[VORLIEGENDER TEXT]
========================
Franz Müntefering boxt in Vorbereitung des 12. Deutscher Seniorentag beim Verein «Dortmunder Boxsport 20/50». Foto: dpa

Der ehemalige Arbeitsminister Franz Müntefering (SPD) fordert, Senioren „nirgendwo“ vom gesellschaftlichen Leben auszuschließen. Das Thema Pflege sieht er als große Herausforderung für die kommenden Jahre.

Dortmund - Der 12. Deutsche Seniorentag findet diese Woche in Dortmund statt. Zu der dreitägigen Veranstaltung werden vom 28.-30. Mai rund 15 000 Besucher erwartet. Der ehemalige Arbeitsminister Franz Müntefering ist seit 2015 Vorsitzender der Bundesarbeitsgemeinschaft der Senioren-Organisationen.

Herr Müntefering, die Besetzung der Rentenkommission mit einem Durchschnittsalter von 56 Jahren hat für Empörung bei den „Jungen“ gesorgt. Droht ein Generationenkonflikt?
Die Frage an der Besetzung der Rentenkommission festzumachen, ist absurd. Konflikte, die drohen, liegen nicht zwischen den Generationen, sondern zwischen sittenwidrig hohen Löhnen und Mini-Löhnen, solidarisch sein und unsolidarisch sein, demokratisch und populistisch. Da gibt es in jeder Generation solche und solche.
Die große Koalition steht unter dem Verdacht, viel für die Älteren zu tun, aber wenig für die Jungen: Rente mit 63, Mütterrente. Ist der Verdacht gerechtfertigt?
========================
[Datensätze]
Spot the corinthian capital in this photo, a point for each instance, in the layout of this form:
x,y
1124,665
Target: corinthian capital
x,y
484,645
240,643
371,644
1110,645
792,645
========================
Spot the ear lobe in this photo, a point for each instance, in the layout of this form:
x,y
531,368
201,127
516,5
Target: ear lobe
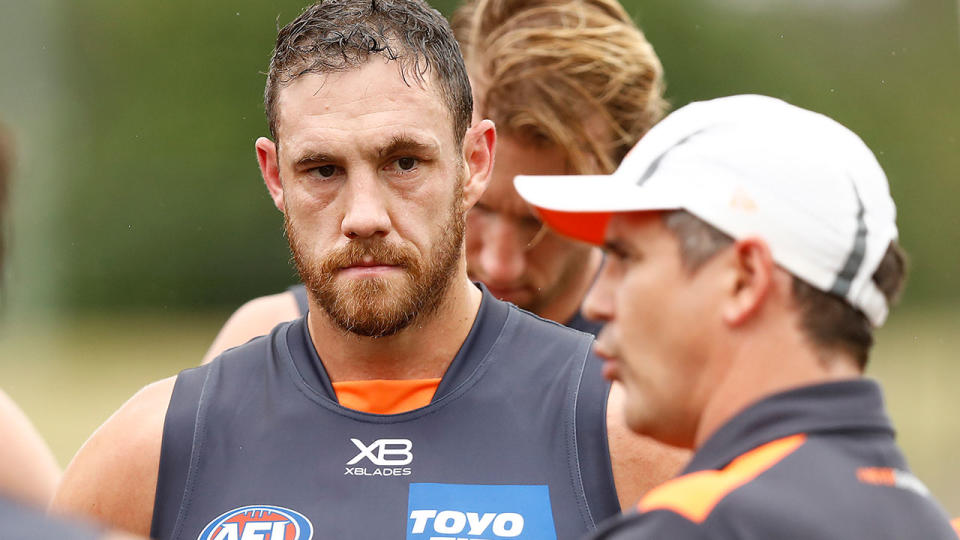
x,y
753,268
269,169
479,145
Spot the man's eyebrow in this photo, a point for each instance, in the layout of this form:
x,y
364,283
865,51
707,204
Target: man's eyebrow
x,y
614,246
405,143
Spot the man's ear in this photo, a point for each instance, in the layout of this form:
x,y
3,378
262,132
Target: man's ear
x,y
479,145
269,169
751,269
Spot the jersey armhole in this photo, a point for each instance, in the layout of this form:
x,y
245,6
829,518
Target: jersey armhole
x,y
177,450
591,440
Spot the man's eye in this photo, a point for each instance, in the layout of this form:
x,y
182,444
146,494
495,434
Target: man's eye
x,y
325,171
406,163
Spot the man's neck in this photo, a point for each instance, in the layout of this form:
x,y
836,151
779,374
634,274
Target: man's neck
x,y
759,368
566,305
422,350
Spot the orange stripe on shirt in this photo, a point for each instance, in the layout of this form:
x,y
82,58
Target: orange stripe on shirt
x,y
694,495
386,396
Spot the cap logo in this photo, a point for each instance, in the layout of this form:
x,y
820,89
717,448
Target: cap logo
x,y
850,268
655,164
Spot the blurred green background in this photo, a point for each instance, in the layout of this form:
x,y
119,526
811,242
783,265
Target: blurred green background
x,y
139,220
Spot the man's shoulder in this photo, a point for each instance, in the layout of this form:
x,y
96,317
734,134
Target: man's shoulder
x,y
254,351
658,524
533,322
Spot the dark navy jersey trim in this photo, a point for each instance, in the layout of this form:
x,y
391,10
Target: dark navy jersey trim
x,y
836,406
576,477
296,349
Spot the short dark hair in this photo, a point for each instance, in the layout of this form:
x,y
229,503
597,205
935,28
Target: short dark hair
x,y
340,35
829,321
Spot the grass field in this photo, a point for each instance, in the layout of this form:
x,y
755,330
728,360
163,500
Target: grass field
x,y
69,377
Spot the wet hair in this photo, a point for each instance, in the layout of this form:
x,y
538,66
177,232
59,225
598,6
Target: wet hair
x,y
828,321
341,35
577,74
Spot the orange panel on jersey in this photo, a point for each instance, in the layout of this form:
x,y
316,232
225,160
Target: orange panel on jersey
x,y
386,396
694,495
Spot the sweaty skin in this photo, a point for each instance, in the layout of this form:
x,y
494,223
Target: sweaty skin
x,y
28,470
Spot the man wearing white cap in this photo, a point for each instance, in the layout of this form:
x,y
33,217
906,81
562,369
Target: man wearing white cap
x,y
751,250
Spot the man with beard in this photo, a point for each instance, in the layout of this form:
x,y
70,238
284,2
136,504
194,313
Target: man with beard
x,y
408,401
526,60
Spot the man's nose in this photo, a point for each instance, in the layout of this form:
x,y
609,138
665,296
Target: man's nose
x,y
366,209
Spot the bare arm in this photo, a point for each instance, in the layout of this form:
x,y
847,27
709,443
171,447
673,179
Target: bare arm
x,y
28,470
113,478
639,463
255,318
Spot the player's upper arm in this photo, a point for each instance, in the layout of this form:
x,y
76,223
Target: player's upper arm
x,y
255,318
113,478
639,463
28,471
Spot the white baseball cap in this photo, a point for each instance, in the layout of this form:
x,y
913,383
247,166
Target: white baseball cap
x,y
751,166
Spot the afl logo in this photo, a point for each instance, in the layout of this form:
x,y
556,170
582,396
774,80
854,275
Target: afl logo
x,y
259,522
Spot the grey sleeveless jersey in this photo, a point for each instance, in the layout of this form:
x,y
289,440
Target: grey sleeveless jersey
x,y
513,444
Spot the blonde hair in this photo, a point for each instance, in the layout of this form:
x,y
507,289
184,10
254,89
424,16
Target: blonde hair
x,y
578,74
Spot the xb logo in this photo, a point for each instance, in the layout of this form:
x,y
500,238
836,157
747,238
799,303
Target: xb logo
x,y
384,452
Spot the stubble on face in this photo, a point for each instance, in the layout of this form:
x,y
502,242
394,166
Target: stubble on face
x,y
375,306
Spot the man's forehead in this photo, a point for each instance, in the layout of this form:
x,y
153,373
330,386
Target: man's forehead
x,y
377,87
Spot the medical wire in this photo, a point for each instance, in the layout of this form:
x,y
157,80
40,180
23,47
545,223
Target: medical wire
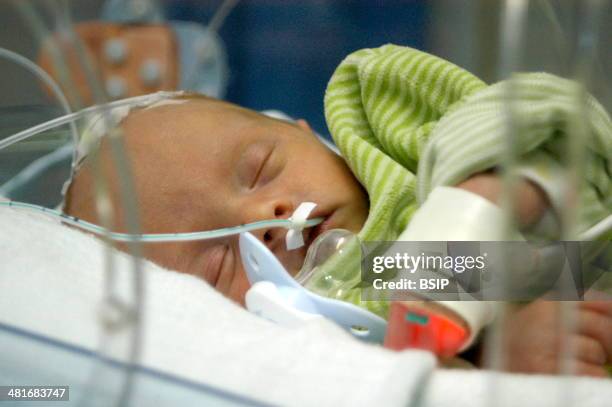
========================
[ARBEITSAUFTRAG]
Was steht im Text zum Seniorentag?
1. Bei welchem Verein boxt Franz Müntefering?
2. Seit wann ist er Vorsitzender der Bundesarbeitsgemeinschaft der Senioren-Organisationen?
3. Welches Durchschnittsalter hat die Besetzung der Rentenkommission?

[LÖSUNG]
1. Beim Verein «Dortmunder Boxsport 20/50».
2. Seit 2015.
3. 56 Jahre.